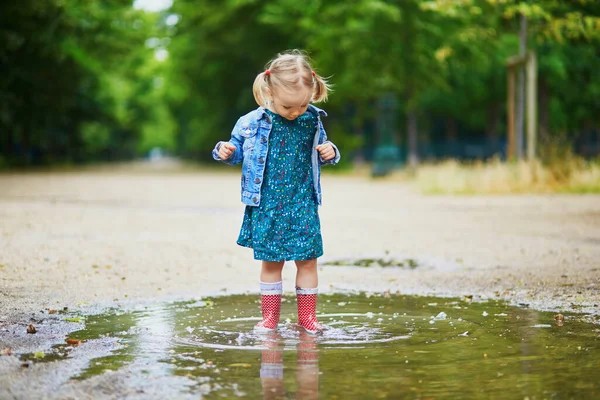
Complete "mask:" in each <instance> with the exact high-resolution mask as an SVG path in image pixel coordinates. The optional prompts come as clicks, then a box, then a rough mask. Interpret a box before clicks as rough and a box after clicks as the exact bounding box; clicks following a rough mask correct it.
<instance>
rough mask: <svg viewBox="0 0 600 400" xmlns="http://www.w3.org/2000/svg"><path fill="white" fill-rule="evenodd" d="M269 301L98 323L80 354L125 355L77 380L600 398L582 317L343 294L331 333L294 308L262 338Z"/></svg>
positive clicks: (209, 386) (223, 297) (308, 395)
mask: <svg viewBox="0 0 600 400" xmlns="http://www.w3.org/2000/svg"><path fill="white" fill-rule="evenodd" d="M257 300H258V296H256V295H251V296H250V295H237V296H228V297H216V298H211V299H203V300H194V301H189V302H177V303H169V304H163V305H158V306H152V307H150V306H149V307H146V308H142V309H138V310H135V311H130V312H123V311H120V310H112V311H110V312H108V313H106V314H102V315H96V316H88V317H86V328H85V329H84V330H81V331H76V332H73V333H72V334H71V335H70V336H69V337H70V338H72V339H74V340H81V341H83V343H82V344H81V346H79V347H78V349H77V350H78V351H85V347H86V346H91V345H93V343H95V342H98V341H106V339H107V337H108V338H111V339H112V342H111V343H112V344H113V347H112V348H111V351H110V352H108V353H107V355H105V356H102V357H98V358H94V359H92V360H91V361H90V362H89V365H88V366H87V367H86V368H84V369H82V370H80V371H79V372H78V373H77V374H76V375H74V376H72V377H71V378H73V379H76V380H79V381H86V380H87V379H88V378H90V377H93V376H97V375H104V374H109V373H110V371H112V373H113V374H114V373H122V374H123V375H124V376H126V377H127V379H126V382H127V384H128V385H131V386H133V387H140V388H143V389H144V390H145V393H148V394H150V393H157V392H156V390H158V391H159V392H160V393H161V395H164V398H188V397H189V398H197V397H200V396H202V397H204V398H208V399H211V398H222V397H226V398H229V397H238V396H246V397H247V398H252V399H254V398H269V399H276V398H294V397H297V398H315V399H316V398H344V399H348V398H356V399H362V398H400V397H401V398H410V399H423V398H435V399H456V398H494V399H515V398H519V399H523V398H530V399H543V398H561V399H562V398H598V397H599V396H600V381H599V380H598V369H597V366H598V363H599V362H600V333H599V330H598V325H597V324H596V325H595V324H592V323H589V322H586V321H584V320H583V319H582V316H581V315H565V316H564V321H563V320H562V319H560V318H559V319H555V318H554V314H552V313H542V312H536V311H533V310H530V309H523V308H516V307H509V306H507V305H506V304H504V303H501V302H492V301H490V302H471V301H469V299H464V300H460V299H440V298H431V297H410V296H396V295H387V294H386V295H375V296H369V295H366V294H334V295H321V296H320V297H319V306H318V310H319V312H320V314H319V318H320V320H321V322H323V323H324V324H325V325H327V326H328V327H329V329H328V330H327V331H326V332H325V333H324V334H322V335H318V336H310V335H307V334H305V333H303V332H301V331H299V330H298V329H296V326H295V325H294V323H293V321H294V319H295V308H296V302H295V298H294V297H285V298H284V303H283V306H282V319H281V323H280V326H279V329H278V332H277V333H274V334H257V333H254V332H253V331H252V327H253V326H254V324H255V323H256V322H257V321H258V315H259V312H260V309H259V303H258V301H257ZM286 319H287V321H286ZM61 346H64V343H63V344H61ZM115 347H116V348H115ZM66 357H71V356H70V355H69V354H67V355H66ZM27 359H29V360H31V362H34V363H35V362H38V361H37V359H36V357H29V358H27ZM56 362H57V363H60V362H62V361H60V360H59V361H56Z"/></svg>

----

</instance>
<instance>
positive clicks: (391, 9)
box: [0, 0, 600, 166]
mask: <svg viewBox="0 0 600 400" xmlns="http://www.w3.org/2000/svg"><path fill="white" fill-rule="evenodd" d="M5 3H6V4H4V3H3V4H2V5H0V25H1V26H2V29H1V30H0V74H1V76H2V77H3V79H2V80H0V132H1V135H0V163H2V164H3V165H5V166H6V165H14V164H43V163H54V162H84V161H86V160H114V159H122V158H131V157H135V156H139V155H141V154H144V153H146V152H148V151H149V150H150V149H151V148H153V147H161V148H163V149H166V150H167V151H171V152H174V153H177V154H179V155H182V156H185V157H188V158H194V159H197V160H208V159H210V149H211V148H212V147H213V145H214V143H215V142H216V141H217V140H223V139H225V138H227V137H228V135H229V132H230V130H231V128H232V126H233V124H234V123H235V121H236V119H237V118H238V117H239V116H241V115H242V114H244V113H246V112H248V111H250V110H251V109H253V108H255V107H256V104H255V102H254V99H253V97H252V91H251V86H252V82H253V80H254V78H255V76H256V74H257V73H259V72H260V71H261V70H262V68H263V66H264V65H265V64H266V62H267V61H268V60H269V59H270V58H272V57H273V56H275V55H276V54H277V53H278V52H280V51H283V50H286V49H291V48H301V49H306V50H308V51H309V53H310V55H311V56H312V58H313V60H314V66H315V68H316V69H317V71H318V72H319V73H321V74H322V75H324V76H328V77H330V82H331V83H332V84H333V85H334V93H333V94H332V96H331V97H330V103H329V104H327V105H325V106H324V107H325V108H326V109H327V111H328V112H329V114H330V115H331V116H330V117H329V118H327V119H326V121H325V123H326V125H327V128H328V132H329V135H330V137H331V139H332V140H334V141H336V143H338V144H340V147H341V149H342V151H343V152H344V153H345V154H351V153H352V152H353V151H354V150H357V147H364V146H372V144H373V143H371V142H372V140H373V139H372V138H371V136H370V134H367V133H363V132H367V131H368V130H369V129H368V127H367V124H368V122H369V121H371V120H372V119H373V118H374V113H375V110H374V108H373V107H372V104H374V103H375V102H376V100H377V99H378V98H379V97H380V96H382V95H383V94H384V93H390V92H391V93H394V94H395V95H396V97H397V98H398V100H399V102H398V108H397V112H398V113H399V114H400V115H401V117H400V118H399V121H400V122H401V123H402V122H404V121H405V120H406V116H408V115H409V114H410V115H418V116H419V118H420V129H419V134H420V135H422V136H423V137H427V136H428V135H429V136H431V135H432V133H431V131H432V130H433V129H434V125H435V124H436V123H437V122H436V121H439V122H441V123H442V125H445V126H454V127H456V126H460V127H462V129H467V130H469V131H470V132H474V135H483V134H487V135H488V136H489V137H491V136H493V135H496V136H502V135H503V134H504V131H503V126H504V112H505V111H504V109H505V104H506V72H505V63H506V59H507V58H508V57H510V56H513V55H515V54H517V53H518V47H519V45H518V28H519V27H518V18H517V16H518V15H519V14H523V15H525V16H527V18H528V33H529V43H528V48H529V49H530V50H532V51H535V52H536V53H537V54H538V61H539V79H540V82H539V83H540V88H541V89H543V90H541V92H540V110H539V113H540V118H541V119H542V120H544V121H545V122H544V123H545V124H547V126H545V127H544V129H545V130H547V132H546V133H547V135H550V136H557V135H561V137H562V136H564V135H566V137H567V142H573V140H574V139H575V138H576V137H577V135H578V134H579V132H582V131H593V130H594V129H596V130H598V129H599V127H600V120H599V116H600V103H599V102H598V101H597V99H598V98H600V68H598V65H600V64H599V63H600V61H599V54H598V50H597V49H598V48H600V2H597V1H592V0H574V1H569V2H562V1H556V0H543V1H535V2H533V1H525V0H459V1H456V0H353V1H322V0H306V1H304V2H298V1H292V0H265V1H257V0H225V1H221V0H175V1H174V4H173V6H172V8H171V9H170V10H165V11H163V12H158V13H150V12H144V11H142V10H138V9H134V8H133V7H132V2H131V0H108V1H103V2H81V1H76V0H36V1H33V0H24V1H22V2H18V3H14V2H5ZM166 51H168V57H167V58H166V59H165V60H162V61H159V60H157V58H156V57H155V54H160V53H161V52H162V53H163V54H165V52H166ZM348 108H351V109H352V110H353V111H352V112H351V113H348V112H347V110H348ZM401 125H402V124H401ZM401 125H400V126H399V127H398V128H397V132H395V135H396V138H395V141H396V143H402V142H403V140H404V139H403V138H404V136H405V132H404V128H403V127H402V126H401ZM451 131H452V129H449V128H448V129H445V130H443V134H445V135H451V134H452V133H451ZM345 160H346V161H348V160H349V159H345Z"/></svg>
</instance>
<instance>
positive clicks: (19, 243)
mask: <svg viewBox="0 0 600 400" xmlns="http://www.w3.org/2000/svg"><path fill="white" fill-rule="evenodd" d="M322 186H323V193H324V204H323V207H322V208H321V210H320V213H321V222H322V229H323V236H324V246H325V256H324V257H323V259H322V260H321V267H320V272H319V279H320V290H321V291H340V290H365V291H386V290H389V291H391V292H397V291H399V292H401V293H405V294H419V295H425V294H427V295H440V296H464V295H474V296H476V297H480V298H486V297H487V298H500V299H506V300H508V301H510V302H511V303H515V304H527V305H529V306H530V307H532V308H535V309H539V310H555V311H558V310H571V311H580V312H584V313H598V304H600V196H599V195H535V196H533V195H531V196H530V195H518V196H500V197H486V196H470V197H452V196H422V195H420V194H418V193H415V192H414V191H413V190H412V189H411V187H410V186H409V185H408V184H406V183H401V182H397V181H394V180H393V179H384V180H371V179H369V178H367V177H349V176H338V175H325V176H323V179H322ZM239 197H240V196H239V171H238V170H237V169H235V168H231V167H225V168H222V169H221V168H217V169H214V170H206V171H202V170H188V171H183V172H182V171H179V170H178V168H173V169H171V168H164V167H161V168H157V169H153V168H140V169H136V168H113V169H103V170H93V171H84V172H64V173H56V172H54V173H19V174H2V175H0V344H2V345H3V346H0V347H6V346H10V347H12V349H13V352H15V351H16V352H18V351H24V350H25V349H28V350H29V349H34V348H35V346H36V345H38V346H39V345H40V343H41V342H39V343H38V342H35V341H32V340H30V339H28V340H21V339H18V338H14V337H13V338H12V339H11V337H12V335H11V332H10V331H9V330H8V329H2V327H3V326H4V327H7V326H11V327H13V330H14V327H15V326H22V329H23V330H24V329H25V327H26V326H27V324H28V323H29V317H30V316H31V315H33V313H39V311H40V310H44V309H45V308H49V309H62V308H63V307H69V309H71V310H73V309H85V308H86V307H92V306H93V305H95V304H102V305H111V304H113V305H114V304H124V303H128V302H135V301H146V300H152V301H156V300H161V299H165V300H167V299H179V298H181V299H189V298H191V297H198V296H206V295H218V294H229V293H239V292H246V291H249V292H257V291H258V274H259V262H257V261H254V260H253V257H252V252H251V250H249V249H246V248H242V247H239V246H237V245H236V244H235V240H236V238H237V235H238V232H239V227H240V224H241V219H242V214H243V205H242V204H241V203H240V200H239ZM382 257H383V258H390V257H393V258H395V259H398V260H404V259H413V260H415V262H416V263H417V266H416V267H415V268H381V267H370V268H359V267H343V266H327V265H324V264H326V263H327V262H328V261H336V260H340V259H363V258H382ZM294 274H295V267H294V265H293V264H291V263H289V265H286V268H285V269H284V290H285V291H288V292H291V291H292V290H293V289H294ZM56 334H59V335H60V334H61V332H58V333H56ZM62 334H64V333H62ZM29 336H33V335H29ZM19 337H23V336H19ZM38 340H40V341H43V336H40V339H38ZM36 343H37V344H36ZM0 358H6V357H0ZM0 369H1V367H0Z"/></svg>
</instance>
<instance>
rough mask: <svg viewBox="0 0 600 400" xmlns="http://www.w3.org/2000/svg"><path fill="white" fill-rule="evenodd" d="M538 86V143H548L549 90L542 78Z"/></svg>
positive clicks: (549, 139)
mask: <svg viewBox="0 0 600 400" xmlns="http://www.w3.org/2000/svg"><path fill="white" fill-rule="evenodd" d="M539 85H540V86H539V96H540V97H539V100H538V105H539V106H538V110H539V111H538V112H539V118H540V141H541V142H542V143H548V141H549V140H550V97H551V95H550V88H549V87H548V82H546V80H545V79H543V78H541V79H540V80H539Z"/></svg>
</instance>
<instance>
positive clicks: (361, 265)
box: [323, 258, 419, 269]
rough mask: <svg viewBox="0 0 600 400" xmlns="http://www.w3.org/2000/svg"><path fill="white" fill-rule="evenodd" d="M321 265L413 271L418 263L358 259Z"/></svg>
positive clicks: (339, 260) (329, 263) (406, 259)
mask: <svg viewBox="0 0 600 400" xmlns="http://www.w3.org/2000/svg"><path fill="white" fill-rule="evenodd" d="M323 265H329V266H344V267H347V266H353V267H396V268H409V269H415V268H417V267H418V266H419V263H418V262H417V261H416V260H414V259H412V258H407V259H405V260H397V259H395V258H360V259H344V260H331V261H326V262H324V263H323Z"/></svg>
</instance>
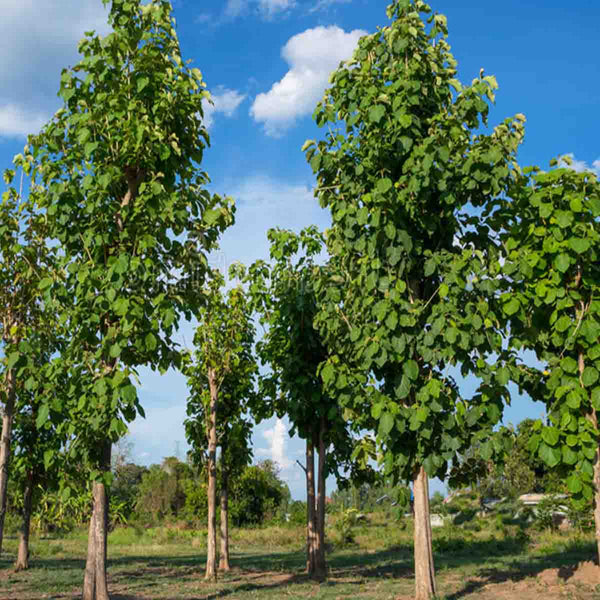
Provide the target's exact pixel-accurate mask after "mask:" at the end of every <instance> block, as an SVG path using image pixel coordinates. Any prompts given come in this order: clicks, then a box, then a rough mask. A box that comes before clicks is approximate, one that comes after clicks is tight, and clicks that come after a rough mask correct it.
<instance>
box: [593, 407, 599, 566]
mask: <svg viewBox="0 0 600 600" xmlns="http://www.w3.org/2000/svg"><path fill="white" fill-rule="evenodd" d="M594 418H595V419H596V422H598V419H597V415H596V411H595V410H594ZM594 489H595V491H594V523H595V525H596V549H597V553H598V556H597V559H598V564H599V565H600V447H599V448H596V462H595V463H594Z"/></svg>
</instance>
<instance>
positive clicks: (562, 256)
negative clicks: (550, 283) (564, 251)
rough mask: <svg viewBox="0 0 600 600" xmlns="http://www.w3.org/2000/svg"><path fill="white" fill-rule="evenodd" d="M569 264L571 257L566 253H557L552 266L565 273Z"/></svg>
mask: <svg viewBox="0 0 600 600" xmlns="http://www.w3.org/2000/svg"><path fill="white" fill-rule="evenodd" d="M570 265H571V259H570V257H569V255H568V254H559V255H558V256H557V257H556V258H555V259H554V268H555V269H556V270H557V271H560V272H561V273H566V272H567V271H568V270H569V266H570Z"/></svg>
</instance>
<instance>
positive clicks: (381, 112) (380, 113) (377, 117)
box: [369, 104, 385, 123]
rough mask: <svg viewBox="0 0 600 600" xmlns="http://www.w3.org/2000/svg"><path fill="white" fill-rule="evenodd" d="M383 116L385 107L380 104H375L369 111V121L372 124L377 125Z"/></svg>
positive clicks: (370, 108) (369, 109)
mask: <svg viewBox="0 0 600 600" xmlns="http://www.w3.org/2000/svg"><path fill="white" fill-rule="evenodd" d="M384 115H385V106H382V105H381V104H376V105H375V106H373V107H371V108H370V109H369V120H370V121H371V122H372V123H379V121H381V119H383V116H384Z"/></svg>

----

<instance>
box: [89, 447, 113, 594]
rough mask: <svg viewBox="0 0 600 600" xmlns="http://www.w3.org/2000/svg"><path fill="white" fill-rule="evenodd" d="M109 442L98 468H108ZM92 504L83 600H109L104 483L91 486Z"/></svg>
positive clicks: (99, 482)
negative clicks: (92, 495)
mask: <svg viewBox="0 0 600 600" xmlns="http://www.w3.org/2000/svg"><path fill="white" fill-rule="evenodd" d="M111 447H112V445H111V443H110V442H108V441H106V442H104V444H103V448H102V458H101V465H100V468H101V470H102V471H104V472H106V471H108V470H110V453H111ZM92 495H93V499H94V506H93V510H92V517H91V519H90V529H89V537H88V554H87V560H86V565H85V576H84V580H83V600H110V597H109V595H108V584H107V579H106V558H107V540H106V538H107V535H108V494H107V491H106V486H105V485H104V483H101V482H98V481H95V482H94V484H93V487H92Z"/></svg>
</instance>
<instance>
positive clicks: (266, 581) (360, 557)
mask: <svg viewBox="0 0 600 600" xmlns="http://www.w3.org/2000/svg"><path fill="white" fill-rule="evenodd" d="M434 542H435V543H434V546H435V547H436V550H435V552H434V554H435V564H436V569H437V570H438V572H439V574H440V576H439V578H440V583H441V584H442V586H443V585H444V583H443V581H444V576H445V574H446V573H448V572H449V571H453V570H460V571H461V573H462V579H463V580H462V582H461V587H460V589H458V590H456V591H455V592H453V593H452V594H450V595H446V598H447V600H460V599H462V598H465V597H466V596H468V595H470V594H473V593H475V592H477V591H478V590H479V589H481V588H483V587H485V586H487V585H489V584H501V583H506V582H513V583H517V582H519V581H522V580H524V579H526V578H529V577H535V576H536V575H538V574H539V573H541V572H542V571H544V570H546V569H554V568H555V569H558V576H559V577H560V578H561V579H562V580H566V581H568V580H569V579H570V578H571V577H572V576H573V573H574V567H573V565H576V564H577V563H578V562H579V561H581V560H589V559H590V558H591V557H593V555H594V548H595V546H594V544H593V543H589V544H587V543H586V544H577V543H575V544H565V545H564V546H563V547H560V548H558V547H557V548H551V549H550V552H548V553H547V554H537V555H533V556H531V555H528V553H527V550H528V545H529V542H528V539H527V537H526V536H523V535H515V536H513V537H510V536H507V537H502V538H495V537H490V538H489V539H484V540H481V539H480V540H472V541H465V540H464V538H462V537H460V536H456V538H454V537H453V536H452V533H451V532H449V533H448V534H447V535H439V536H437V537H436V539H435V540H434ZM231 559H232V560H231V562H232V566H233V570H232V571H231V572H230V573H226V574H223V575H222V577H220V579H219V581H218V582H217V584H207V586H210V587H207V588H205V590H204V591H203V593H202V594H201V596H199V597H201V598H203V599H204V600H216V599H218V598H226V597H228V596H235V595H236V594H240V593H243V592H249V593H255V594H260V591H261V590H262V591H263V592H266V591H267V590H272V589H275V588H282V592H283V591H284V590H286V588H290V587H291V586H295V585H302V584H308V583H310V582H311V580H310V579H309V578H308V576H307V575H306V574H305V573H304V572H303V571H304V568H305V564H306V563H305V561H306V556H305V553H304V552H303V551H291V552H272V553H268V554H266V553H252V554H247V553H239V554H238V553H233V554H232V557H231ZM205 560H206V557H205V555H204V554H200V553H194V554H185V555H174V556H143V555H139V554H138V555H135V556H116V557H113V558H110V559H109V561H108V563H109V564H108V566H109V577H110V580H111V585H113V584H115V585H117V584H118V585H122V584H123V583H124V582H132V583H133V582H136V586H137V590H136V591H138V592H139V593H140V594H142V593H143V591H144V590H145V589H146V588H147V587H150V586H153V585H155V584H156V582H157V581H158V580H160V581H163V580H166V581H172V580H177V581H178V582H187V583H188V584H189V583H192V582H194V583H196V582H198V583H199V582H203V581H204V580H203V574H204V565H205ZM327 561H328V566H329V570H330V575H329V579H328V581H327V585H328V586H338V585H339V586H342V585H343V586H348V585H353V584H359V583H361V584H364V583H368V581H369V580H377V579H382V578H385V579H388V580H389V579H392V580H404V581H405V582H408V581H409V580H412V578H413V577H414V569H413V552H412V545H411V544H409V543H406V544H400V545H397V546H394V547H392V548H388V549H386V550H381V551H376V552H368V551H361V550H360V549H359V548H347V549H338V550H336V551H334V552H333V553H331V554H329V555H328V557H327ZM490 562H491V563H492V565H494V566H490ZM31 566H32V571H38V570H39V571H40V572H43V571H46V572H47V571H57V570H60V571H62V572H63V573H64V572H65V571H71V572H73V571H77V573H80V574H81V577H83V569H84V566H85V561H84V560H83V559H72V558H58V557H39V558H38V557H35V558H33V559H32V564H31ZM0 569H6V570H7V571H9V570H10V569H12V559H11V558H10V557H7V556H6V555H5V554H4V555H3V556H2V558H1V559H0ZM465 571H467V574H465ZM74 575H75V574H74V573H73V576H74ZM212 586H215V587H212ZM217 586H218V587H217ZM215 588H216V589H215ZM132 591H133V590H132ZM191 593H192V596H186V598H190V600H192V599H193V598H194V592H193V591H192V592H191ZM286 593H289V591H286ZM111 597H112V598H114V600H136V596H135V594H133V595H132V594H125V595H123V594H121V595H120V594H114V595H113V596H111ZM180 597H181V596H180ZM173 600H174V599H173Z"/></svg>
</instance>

----

◆ The problem ◆
Copy the part of the material that opens with the line containing "116L385 107L380 104H375L369" and closes with the line containing "positive clicks: (370, 108) (369, 109)", substituting "coarse mask" for "rough mask" and leaving everything else unchanged.

◆ Result below ◆
coarse mask: <svg viewBox="0 0 600 600" xmlns="http://www.w3.org/2000/svg"><path fill="white" fill-rule="evenodd" d="M383 116L385 107L380 104H375L369 111V121L372 124L377 125Z"/></svg>
positive clicks: (370, 108) (369, 109)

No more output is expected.